§ Input data
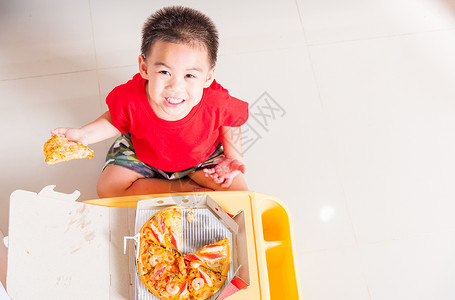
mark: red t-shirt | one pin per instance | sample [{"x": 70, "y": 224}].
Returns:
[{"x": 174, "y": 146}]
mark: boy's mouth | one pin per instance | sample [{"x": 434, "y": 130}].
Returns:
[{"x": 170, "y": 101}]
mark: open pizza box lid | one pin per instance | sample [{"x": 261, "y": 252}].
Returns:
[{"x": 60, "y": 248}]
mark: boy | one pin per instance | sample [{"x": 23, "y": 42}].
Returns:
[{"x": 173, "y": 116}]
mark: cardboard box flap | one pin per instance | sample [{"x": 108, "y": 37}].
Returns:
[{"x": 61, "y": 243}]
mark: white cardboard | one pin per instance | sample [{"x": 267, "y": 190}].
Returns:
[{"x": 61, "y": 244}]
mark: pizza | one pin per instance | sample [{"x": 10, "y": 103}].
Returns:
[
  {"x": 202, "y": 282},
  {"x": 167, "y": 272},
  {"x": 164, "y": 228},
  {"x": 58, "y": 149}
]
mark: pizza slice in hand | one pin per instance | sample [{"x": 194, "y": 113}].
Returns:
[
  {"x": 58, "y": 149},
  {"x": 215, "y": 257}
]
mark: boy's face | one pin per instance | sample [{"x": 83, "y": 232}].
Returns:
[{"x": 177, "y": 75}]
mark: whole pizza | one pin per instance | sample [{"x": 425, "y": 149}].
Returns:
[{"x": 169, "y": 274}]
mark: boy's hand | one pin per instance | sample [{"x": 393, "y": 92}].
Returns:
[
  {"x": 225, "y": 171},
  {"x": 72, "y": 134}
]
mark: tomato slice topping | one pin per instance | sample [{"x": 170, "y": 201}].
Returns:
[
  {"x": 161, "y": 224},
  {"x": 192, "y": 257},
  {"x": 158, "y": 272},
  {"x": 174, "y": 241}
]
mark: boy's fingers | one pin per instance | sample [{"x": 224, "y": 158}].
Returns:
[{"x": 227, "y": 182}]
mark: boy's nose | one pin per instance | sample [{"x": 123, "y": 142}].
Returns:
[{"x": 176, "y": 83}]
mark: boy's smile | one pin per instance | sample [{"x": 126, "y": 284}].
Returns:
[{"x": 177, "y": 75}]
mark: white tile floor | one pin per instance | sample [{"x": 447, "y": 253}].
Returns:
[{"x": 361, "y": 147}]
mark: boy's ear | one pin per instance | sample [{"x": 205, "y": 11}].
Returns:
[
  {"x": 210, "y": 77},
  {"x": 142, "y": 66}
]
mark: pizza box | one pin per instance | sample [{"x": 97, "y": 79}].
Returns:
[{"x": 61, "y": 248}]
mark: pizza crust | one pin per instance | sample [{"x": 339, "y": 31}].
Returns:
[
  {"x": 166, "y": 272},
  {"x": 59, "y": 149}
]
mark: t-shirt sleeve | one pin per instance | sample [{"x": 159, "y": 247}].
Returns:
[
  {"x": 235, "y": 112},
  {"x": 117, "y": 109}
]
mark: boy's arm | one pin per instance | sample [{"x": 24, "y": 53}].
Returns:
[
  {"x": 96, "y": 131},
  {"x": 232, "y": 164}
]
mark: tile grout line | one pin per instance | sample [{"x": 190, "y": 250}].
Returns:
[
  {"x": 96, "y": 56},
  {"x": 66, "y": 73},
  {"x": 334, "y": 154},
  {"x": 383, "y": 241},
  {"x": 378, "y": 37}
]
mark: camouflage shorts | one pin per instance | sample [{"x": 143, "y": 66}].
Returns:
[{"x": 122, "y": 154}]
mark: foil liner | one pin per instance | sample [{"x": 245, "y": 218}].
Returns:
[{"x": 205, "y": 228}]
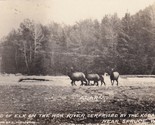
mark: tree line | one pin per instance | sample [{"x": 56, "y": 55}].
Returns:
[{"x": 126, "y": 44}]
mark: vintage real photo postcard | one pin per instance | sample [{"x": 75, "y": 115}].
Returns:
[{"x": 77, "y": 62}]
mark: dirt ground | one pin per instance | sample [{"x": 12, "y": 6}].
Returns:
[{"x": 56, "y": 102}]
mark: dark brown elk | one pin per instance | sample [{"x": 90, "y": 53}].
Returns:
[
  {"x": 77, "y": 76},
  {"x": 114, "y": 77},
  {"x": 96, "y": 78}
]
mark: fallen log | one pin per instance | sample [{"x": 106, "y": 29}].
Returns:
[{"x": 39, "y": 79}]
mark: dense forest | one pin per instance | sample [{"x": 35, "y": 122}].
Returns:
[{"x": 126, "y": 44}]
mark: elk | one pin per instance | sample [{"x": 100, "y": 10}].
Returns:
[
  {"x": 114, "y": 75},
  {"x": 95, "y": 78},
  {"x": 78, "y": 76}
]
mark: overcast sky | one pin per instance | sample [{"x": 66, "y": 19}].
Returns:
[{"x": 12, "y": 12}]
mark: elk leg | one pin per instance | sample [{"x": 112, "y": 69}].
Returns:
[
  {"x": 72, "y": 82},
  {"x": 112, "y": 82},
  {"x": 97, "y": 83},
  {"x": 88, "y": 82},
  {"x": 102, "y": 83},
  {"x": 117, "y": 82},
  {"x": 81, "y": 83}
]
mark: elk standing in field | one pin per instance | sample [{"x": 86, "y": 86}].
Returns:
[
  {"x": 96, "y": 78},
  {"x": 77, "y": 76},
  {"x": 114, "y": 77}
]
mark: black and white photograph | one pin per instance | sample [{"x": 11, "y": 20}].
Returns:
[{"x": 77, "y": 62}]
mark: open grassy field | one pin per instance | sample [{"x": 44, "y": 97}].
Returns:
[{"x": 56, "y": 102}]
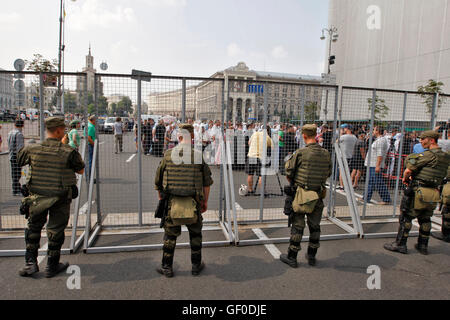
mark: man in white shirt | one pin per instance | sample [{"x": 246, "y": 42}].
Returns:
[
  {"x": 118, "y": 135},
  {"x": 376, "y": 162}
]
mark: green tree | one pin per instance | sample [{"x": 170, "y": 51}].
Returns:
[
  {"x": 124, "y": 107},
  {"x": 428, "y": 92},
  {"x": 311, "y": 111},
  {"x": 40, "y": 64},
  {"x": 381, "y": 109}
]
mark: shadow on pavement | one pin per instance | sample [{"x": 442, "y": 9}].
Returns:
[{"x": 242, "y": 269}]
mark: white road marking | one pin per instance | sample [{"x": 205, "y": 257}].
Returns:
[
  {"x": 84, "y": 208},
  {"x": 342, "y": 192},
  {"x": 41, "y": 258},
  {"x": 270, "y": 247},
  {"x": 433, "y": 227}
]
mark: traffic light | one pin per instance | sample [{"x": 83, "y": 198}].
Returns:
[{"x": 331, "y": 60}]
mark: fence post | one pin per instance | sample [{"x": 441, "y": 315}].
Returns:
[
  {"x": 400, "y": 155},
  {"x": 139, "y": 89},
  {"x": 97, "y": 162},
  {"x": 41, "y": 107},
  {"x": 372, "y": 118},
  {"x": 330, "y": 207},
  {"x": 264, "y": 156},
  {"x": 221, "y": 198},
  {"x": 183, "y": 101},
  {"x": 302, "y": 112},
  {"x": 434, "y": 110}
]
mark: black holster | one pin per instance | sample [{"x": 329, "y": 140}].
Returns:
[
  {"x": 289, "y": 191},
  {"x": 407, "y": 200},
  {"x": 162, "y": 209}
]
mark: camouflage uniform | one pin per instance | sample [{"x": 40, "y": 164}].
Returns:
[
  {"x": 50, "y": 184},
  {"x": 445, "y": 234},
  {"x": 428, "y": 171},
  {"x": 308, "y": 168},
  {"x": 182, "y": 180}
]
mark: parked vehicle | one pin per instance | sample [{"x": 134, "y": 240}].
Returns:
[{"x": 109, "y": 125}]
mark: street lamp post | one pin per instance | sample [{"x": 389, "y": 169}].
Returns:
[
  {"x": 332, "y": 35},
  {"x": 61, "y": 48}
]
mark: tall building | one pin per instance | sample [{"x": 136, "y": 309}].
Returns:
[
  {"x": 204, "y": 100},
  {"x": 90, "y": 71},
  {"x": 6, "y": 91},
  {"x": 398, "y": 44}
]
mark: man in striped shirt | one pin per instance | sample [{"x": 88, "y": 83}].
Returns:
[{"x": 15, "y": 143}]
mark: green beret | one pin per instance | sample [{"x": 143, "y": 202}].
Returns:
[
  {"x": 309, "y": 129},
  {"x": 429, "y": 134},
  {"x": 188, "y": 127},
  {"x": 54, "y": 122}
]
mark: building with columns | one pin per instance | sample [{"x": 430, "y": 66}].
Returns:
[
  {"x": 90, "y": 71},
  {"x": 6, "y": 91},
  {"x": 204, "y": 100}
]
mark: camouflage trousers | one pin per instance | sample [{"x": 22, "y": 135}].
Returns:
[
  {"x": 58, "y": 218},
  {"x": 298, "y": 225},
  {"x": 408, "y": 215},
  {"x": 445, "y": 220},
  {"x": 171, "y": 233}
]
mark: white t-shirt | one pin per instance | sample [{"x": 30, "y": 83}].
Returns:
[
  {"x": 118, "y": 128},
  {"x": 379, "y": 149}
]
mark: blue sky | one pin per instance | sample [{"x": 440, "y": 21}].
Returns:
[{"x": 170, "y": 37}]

§ Problem details
Search each line of the data above for "field", and copy the lines where it occurs.

§ Answer space
mark: elk standing in field | one pin per instance | sample [{"x": 86, "y": 86}].
mark: open grassy field | one pin per instance | sample [{"x": 44, "y": 97}].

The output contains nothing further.